#### [Instruction a]
Pull out every line of the listing that contains the word "building".

#### [Page excerpt]
•••

Sunday, April 22, 2007

Feelin' Down


Today would have been my dad's 57th birthday. During the course of this day, I missed church (running late, button popped off skirt, etc...), got to the restaurant where I wanted to eat a few minutes after they closed, wore kim out (and maybe jeapordized our friendship) by taking her and Jakey hiking, found 5 tics on me when we got home...

Growing up, hiking was second-nature to us... we did it all the time. We didn't often use fancy sprays to keep the bugs off, we took little ones with us (3 3-year old cousins once!) and NEVER got ticks... and today, with Jakey, I came home covered in them.

The phrase "It's all my fault" has echoed in my head for longer than I can possibly remember, and today it's in overdrive. How could I take Jakey hiking on a whim? (This is actually really stupid... he LOVED hiking, wants to go back, had fun looking at pretty rocks, etc. He was SO good!)

And I miss my Dad. I miss him SOOOOO badly! It's so unfair... more than ANYTHING else, it hurts that he was just a few months away from being able to use his prosthetic leg just like a regular one. By this time next year, we could have gone hunting for mushrooms together, hiked together, fished together... and instead, he's gone. This is not at ALL the way it was supposed to be. He was so close to being okay again... I had so many plans for the future... for our relationship being healed, for us being together...

•••

#### [Instruction b]
Rewrite the stretch of the blog entry from "Today would have" through "covered in them.", changing "cousins" to "nephews".

(Point labeling data for photos)
•••

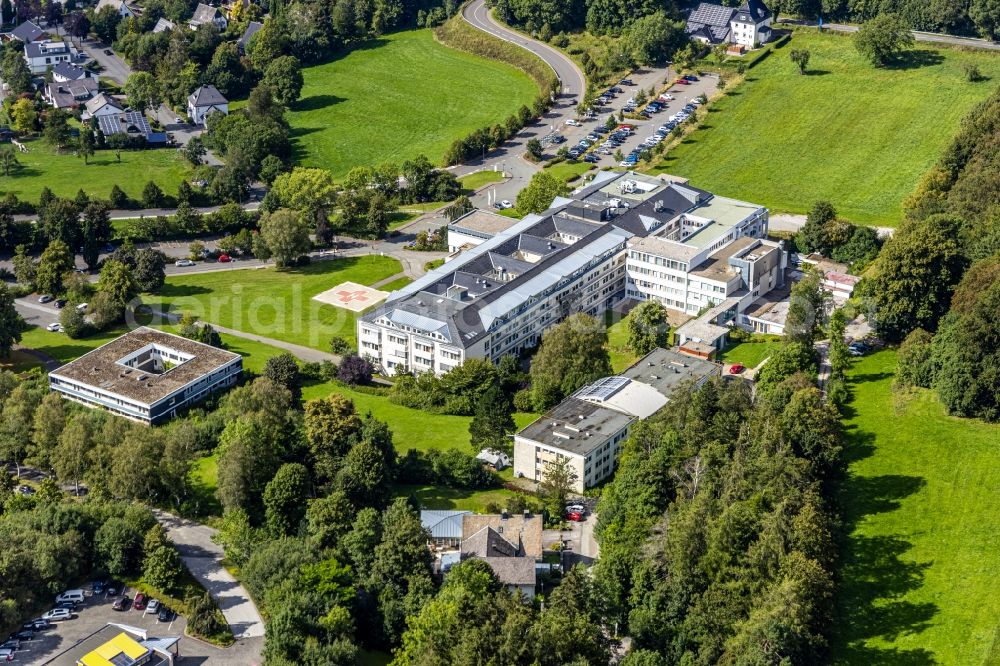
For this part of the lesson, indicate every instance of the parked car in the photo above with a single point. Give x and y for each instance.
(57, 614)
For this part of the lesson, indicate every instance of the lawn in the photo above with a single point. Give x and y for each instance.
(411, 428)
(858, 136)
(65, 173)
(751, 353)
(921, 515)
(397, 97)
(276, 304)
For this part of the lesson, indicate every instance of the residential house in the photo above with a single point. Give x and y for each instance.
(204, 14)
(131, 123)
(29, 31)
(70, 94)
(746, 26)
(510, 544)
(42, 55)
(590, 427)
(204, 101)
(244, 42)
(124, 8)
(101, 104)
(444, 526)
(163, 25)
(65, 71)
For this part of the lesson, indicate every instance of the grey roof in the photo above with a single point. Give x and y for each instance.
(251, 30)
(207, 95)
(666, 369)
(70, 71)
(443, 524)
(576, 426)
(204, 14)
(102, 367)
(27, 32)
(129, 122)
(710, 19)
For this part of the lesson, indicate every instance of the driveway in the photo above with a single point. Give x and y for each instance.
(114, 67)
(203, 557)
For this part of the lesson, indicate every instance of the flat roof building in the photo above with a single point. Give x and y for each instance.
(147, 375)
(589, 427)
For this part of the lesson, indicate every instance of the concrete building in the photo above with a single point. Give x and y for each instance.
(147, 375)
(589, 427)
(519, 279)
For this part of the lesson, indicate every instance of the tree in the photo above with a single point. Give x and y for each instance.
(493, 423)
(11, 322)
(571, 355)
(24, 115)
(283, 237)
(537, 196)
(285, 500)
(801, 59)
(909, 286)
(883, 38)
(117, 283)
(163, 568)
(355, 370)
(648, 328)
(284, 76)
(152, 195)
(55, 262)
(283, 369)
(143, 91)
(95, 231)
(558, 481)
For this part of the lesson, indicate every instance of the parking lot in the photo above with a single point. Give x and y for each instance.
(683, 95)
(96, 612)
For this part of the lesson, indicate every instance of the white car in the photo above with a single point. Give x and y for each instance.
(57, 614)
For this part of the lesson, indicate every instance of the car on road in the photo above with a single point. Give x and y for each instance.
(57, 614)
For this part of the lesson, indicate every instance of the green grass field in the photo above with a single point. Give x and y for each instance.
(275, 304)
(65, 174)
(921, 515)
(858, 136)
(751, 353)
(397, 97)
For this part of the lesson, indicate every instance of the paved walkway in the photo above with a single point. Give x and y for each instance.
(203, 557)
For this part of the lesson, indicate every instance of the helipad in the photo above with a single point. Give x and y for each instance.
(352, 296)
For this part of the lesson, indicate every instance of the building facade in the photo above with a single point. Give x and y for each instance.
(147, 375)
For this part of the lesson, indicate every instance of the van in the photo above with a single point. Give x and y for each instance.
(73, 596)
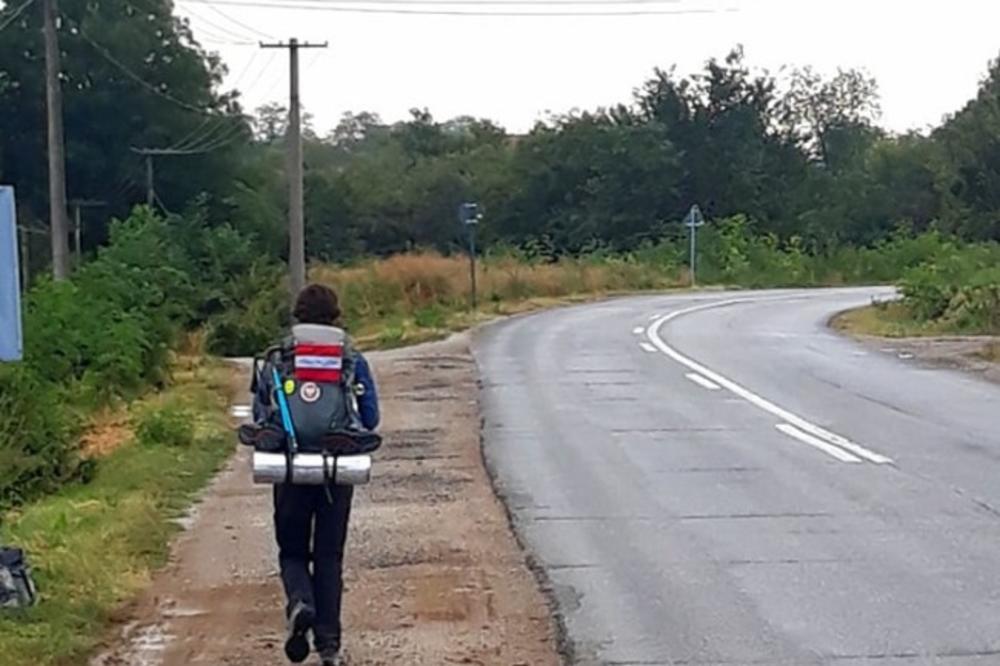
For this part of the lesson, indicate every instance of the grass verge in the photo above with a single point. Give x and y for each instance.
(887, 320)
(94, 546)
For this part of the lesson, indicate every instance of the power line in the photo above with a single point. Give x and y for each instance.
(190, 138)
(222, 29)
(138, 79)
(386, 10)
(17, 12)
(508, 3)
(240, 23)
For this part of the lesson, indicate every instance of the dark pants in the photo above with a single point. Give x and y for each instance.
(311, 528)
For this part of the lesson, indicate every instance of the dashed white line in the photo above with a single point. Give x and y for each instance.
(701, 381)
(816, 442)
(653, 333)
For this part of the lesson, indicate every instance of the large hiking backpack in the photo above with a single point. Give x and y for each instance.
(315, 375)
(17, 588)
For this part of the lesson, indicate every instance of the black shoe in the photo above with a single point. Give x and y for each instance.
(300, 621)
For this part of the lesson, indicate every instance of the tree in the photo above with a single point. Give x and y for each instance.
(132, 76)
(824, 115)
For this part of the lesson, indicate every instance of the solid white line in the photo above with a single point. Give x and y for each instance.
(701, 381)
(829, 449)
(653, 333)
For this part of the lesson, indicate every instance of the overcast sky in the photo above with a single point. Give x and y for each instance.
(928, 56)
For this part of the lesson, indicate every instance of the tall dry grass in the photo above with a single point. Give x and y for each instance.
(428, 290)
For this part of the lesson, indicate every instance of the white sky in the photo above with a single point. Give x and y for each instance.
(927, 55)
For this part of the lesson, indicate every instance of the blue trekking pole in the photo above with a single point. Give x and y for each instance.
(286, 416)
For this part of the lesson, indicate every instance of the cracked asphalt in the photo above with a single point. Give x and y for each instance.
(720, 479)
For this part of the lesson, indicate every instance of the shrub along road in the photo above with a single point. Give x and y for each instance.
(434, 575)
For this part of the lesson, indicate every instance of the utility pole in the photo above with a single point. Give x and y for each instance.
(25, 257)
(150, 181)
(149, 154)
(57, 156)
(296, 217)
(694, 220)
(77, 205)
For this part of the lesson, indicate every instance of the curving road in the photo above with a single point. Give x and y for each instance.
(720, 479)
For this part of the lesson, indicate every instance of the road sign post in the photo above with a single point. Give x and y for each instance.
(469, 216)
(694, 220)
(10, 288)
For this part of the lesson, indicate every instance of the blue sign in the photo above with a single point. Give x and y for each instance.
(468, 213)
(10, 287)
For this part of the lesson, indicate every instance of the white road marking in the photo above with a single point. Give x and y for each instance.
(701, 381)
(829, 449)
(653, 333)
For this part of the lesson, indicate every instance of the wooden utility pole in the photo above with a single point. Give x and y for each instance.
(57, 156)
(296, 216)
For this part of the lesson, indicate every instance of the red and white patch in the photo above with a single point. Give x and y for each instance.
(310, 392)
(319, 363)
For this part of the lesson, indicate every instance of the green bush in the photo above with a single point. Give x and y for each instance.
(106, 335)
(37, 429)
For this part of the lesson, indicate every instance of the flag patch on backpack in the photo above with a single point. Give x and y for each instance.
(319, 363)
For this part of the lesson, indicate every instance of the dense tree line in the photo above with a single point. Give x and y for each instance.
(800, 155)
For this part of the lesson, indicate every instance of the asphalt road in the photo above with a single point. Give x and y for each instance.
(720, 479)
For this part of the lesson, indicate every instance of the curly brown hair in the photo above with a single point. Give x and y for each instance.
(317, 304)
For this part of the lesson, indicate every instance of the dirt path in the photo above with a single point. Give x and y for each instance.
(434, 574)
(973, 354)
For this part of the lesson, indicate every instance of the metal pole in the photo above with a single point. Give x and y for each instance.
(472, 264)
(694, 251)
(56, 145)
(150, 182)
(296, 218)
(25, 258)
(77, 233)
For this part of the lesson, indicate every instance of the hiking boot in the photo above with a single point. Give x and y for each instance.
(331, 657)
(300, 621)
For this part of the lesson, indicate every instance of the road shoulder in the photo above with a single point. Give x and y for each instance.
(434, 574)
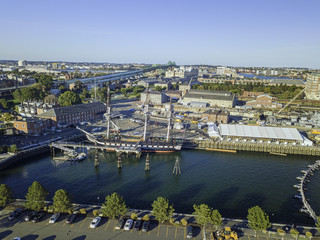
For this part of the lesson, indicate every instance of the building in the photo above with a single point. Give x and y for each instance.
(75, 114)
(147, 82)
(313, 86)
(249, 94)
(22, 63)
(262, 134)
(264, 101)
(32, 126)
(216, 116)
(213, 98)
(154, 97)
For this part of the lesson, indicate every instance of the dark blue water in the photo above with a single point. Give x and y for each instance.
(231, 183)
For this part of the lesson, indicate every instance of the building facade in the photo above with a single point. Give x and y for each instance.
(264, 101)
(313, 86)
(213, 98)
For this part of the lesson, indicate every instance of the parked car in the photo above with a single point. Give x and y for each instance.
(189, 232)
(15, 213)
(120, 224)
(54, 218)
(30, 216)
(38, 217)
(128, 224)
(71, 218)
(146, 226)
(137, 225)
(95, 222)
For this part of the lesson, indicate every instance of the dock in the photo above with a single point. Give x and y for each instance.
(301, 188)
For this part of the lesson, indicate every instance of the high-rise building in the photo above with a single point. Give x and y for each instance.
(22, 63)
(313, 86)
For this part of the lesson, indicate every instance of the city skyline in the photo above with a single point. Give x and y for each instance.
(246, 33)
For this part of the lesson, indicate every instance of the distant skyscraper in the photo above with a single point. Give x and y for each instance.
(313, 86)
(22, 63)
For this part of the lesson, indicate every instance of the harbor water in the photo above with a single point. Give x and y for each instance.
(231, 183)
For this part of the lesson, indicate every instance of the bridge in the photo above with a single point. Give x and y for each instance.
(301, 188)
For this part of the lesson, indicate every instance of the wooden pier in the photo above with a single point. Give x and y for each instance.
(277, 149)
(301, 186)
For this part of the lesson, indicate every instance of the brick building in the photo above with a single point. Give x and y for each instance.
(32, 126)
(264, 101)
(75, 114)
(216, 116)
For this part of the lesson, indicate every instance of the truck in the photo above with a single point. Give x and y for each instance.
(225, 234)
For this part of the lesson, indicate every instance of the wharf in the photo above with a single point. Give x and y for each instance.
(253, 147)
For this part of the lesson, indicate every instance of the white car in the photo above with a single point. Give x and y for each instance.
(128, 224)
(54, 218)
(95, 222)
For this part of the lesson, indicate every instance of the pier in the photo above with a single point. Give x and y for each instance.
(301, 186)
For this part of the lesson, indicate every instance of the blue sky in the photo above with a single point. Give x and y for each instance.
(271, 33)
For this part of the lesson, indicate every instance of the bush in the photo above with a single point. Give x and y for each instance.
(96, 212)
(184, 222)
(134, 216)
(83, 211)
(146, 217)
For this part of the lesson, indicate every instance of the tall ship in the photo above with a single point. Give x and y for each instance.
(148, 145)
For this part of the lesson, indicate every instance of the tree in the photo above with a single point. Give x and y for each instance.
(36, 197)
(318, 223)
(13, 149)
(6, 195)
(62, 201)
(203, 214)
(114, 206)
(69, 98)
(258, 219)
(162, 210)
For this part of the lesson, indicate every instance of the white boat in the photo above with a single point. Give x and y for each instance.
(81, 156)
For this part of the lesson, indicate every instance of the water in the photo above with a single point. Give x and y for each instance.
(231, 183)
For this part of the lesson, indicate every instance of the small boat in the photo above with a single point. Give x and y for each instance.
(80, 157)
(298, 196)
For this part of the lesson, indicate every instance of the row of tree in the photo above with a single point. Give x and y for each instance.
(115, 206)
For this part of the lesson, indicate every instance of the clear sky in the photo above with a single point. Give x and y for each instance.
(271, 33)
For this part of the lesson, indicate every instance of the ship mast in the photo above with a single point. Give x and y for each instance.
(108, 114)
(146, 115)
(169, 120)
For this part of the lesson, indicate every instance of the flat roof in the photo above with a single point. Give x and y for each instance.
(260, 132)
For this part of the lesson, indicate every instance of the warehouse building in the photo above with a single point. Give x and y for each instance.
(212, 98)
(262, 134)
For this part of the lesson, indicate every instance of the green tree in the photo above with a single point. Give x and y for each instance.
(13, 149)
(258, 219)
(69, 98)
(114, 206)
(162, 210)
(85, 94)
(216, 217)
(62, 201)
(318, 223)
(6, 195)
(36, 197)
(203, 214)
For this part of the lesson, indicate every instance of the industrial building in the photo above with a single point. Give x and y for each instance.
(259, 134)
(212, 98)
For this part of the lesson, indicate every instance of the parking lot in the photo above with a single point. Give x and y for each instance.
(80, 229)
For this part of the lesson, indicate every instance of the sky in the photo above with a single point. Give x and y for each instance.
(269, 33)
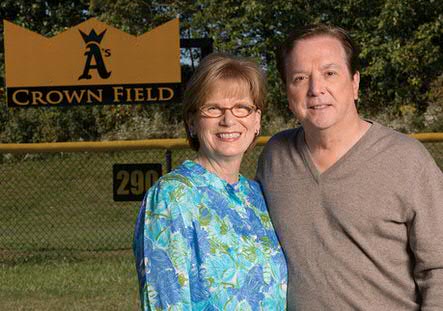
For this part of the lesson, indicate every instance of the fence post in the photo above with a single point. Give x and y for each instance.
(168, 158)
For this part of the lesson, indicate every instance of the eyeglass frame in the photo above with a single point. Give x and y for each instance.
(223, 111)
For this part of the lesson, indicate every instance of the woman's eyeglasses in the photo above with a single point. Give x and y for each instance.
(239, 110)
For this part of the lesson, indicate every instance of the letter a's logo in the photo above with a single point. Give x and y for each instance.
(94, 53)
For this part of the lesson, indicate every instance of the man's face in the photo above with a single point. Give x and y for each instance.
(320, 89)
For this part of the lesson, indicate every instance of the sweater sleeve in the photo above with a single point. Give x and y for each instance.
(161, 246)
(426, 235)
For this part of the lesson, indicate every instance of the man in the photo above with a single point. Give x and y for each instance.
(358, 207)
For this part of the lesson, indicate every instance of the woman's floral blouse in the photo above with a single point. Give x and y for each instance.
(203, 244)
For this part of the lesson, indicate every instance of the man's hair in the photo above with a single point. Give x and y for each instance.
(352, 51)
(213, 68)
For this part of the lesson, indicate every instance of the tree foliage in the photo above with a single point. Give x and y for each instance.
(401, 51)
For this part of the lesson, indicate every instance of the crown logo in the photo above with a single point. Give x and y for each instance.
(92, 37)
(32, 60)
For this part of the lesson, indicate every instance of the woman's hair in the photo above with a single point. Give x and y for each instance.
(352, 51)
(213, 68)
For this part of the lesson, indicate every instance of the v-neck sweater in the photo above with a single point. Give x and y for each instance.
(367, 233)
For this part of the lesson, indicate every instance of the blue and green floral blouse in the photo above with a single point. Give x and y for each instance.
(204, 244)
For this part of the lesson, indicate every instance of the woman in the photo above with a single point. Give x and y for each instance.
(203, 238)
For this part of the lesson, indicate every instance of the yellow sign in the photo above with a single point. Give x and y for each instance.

•••

#### [Exercise result a]
For this part of the lesson, indicate every instance of the flat roof building in the photo above with a single point. Give x and y for each instance.
For this part of the lesson, indicate every instance of the concrete building in the photo above with a single point. Give x and y for each instance.
For this part of the lesson, indicate every instance of the building facade in the photo above with a single point. Give x and y for each instance.
For this part of the lesson, indicate every instance of the building in the photo above with a single point. Give x and y for each instance.
For this part of the lesson, indicate every instance of the building facade in the photo above with a single point. Give x and y for each instance.
For this part of the lesson, indicate every instance of the high-rise building in the photo above with a single point. Give x and y for each instance.
For this part of the lesson, indicate every instance of the brick building in the photo above with a single point. Give x and y for each instance.
For this part of the lesson, indicate every instance of the warehouse building in the photo above with a single point. Give x and y for each instance.
For this part of the lesson, indicate every instance of the industrial building in the photo above with a single point. Give x and y for each instance.

#### [Exercise result b]
Today would have been my dad's 57th birthday. During the course of this day, I missed church (running late, button popped off skirt, etc...), got to the restaurant where I wanted to eat a few minutes after they closed, wore kim out (and maybe jeapordized our friendship) by taking her and Jakey hiking, found 5 tics on me when we got home...

Growing up, hiking was second-nature to us... we did it all the time. We didn't often use fancy sprays to keep the bugs off, we took little ones with us (3 3-year old nephews once!) and NEVER got ticks... and today, with Jakey, I came home covered in them.